▸ Available data:
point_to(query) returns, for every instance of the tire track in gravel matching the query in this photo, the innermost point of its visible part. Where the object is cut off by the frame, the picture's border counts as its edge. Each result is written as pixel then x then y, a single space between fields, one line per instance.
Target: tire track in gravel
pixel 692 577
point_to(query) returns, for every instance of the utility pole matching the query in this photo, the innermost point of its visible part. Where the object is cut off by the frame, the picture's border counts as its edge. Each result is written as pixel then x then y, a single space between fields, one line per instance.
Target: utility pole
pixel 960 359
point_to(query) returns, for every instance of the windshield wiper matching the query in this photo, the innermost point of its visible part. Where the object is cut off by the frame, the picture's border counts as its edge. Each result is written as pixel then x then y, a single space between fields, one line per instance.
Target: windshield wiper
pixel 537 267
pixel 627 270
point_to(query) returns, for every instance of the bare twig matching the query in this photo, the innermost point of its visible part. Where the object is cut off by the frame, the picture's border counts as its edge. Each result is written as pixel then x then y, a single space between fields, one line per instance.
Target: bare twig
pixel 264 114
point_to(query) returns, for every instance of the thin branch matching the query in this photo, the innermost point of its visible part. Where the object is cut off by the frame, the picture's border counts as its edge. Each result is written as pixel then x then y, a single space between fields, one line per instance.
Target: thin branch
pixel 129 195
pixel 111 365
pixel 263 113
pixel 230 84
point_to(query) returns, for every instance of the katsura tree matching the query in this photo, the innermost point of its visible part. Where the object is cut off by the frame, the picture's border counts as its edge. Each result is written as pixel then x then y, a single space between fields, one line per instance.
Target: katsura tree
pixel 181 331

▸ Written request: Return all of the data word for word.

▸ Problem solution:
point_to(query) returns, for every instance of the tire track in gravel matching the query in this photo, the innermost point of its visible part. Where the object is cut off by the frame, the picture's border counts as its edge. Each result is written as pixel then x then y, a single space between fields, one line per instance.
Target: tire track in gravel
pixel 692 577
point_to(query) returns, for every instance of the utility pole matching the query in this photo, the innermost point of its visible part. Where the object is cut off by the frame, the picture's border counts as its edge. Each result is written as pixel then x then y, a single space between fields, one line per instance.
Target: utility pole
pixel 960 359
point_to(query) returns, for every instance of the windshield wiper matching the query in this photo, the innermost point of its visible part. Where the object is cut off by the frame, the picture's border counts as its edge. Each result is written as pixel then x then y, a single space between fields, one line per instance.
Target: windshield wiper
pixel 537 267
pixel 627 270
point_to(query) returns, for every instance of the bare twig matching the query in this photo, the innermost point of its visible part. Where the object is cut off by the frame, the picture's border counts as its edge. Each result is written as pixel then x then y, a single space between fields, one line per instance.
Target: bare twig
pixel 264 114
point_to(query) returns, for every instance of the thin branch matching the query in this photo, the innermost point of its visible part. Where the object is cut off by the frame, the picture's border counts as its edge. Each result is written as pixel then x then y, a single space between fields, one line per instance.
Target: thin branch
pixel 129 195
pixel 111 365
pixel 263 113
pixel 230 84
point_to(query) returns, for every instance of the katsura tree matching the query in this photo, the innermost point of its visible part. Where the object is cut off by the frame, the picture's border counts as its edge. Each result is written as pixel then x then y, a single space between fields, one line per instance.
Target: katsura tree
pixel 181 331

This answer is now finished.